[[ SUPPLIED DATA, beginning ]]

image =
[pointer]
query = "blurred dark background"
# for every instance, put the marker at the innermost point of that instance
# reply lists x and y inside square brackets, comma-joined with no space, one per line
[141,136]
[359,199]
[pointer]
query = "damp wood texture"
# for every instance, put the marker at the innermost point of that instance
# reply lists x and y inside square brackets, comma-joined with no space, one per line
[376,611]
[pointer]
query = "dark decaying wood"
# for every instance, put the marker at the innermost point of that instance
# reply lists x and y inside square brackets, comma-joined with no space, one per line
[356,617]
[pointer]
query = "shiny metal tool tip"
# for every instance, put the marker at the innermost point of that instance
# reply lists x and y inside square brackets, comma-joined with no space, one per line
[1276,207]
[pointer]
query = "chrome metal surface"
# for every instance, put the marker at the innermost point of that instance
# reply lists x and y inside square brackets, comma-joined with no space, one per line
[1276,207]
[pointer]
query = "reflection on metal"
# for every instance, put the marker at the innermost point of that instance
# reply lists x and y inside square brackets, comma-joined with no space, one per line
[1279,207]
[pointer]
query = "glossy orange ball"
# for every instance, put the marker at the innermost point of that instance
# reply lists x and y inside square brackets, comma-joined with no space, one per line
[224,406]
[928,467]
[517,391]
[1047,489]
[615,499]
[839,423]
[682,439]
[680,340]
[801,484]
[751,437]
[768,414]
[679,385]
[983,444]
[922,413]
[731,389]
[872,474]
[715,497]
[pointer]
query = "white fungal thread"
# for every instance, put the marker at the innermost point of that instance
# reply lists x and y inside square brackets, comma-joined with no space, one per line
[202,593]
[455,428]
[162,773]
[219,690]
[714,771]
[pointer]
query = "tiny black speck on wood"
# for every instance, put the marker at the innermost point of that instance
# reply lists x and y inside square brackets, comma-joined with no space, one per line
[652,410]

[[ SUPPLIED DATA, end ]]

▶ _TASK DIRECTIONS_
Please return the whole listing, line for line, exactly.

▶ _RESPONSE TO THIS EXERCISE_
image =
[pointer]
query = "blurred dark background"
# for every instance, put the marker at the innermost point of that instance
# reply lists x and y inside square brackets, comma-joined with no space, one per line
[141,136]
[359,199]
[pointer]
query = "damp wood texture"
# for every instance, put the marker at the innermost point of that instance
# reply lists x and y inside square brackets, comma-joined with no space, one per line
[376,611]
[pointer]
query = "dark decaying wood"
# for every instance, put the marker at the innermost point of that instance
# reply lists x and y inside square brackets, comma-joined with no space, one per line
[356,617]
[pointer]
query = "shiny metal tool tip"
# for every instance, put the marker at the innermost point of that instance
# reply lists x and y inside square brackets, comma-joined with no space, one per line
[1276,207]
[pointer]
query = "chrome metal surface"
# for every instance, put the marker at the innermost point of that instance
# reply lists x and y inside square brackets, comma-joined with no space, one per line
[1276,207]
[pointer]
query = "reflection on metal"
# for every instance, put the marker at the innermost point of that instance
# reply lists x and y inside square brackets, comma-joined with no space, one per line
[1279,207]
[pointer]
query = "glossy orange ball"
# for every instance, put the marker at the innermost point of that instance
# reply lists x and y inside square brackets, comma-joined with no space, one per line
[224,406]
[928,467]
[517,391]
[1047,489]
[615,499]
[839,423]
[682,439]
[680,340]
[801,484]
[751,437]
[768,414]
[679,385]
[983,444]
[922,413]
[731,389]
[872,474]
[715,497]
[pointer]
query = "white fungal thread"
# for every instance, put the marker at the innermost point of that instance
# reply lists x and y inside square brackets, comma-joined with no space, one per line
[202,593]
[455,428]
[162,773]
[219,690]
[714,771]
[pointer]
query = "tiny black speck on wood"
# for every instance, put the marker at the innermost point of that instance
# reply lists x and y inside square brackets, comma-joined with no space, one per line
[652,410]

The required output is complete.